> Passage to read:
== Segment start ==
If you want to continue breastfeeding, keep offering the breast. You might find that when DS is back in nursery and you can just concentrate on DD, it becomes less stressful and you can pick the breastfeeding back up. 3 days of patchy feeding isn't going to be the end of breastfeeding.
Ahhh... big long add on message disappeared! Top off, big deep breath and persevere, you will get those feeds back. Let us know. Good luck x
P.S. I too started undermining myself 're supply when I just needed to relax. She will demand
if you want to keep bf, just keep offering breast again. your supply wont have dried up, and she wont forever refuse the breast if theres no bottle on offer. equally, if you want to stop, thats fine too
I spoke to La Leche when I was having the same issues with DS and ultimately what worked was feeding him while asleep, in a dark room with white noise...hence how I became housebound. I've been doing all of this with DD for a few weeks now and aside from only being able to feed at home or in the car, it's been working ok. But she wont even feed while asleep now. My letdown isn't fast enough and she just screams which makes me anxious and the toddler starts playing up. She's always been one for just feeding when she's hungry rather than constantly looking for comfort so even when feeding was going well in the earlier days, if she wasn't hungry she would just refuse the breast so constantly offering it doesn't work as well for her either. Can't see a way forward right now😔
Great reassurance here 're supply. I'm going to give up now though as phone keyboard/mn majorly playing up!
She's screaming because she's used to faster pace of bottle. I can completely remember that anxiety and ime and looking back (so easy!) , I should have just held out-she will feed. Drink loads of water and fennel tea it is v effective so you feel confident milk is there, show her you're calm and relaxed. Would you pop in bottle on slow pace and when she's relaxed, move her onto breast..? These little things helped here.
== Segment end ==
> Exercise A:
Answer these about the breastfeeding thread:
(i) How many days of patchy feeding does the thread say won't be the end of breastfeeding?
(ii) Whom did the poster who became housebound speak to about the same issues with DS?
(iii) What two things does the thread recommend drinking?
> Exercise B:
Write the next post in the breastfeeding thread, following on from its final reply.
The data after this point can be ignored.

> Data segment:
== Segment start ==
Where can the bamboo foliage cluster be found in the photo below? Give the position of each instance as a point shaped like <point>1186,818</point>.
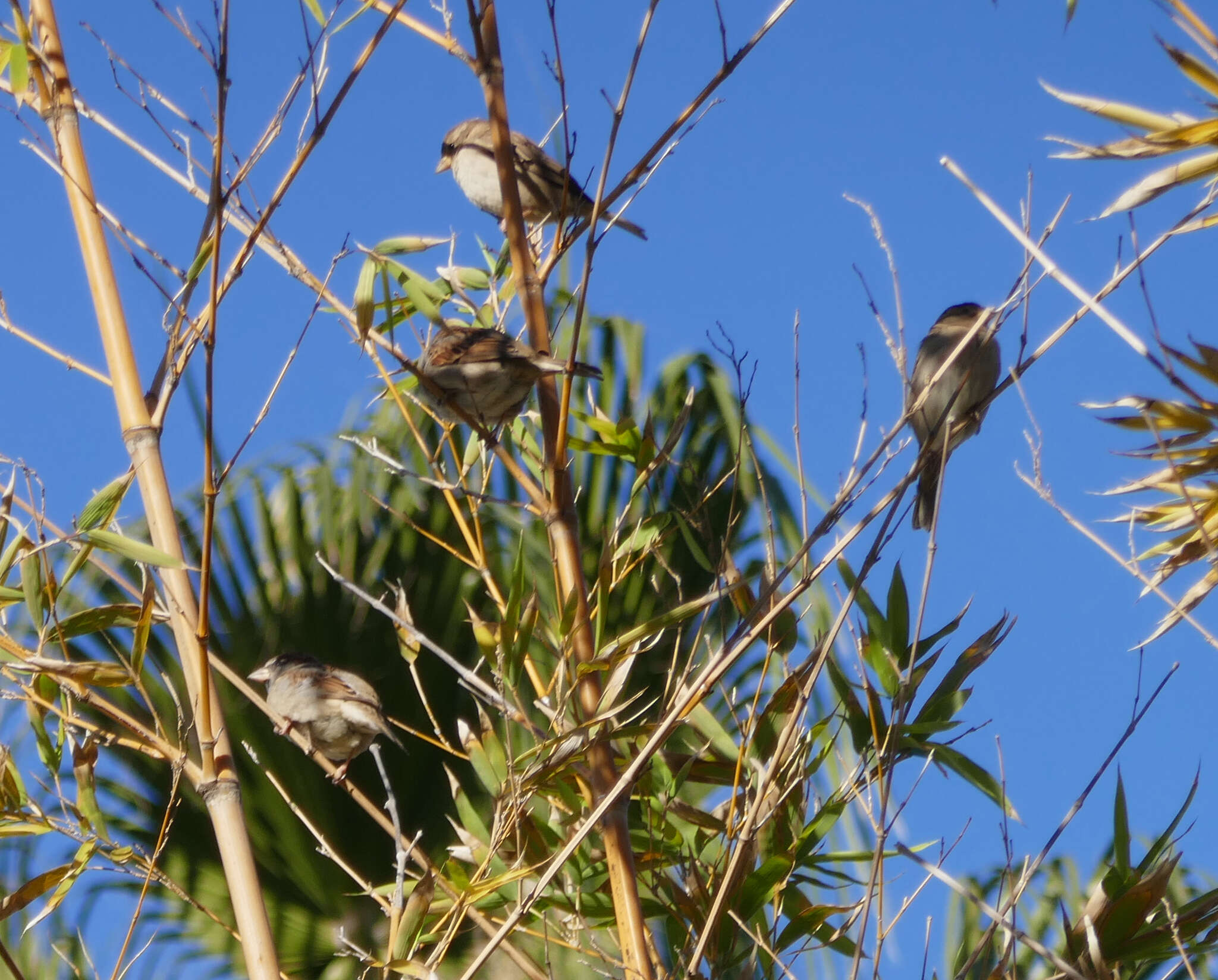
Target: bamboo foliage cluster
<point>643,738</point>
<point>1157,134</point>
== Segment end ==
> Your response A:
(i) 3 days.
(ii) La Leche.
(iii) Loads of water and fennel tea.

> Your response B:
Soother might also relax her and get her to settle then pop her on? If she's feeding every 3 hrs, try feed @2.45.. she may pop on and off, go with it. Feel confident as best you can. She can feel the vibe. Lots of skin to skin between feeds.
You could try a pump and express regularly so the flow improves and you maintain supply. Ok it's a right faff but if you empty the boob each time and regularly they'll increase supply. Then she can have breast milk from a bottle until your flow is faster and she doesn't get angry with it.
That's what I did but it was a hard time.. but it did pass. I was pumping 4x a day. In hindsight I think I accepted this v hard route too easily cos I was stressed about him refusing me.
This may sound cruel so I am sorry but have you tried bottle feeding with a new born teat?
I was hospitalised when ds was 8 weeks and I was too ill to feed so he went on to bottles. A week later I changed my mind. I moved him to new born teats so bottles were no easier and we re-established breast feeding. I combination fed for a while until my milk supply was better and I went on to feed him until he was 2.5yrs.
Thx everyone. As it happens I Amazon Primed a manual breast pump yesterday so I managed to pump this afternoon and DD woke from a nap as I was doing it so rammed her straight on the breast and she fed as my milk was obviously in already. I have a few different teats she's feeding from, think the colic ones are first size but I'll check that. Had to give her another bottle before bed but planning to dream feed later which hopefully works. Toddler at grannies tonight (and DH now home to help) so it doesn't matter as much if she's noisy through the night. Going to keep pumping though. All very stressful.
Have you tried paced bottle feeding to get her used to a slower flow? Kelly mom have some info on it.